* **PROBLEM DESCRIPTION**
Render every one of the entries below as a two-column CSV with the header columns entry_text and answer, one row per entry. Put each entry's text and its answer in a single quoted field apiece, with any line breaks replaced by spaces.

* **DATA TO PROCESS**
**********
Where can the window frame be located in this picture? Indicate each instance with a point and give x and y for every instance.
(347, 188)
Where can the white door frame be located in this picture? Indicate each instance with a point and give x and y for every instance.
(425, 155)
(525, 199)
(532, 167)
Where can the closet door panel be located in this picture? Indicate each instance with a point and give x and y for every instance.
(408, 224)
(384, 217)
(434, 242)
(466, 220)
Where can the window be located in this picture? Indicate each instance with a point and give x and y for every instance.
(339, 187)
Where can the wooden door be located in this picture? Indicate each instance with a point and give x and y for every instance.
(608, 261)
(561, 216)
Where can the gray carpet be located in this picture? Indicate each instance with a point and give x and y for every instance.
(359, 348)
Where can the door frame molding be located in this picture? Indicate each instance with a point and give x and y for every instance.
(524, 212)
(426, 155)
**********
* **EXPECTED ANSWER**
entry_text,answer
"Where can the window frame be located in this picture? Indicate each instance with a point and give x and y for every instance.","(347, 188)"
"Where can the white door frame be located in this picture? Indicate each instance with a point and give x and y for every instance.","(425, 155) (525, 199) (532, 167)"
"Where can the closet door panel be located in this picture? Indicate each instance with a point and give x and y for every instance.","(408, 224) (384, 217) (434, 242) (466, 220)"
"Where can the window be located in this picture? Indicate each instance with a point and give x and y for every instance.","(339, 187)"
"Where can the wooden door be located in this picture? Indicate each instance with a point and give x and y for every instance.","(608, 261) (561, 216)"
"Where can the gray carpet be located in this picture? Indicate each instance with a point and give x and y for every instance.","(359, 348)"
"Where can the door frame molding be located in this picture? Indicate each instance with a point and give x and y for every instance.","(524, 212) (426, 155)"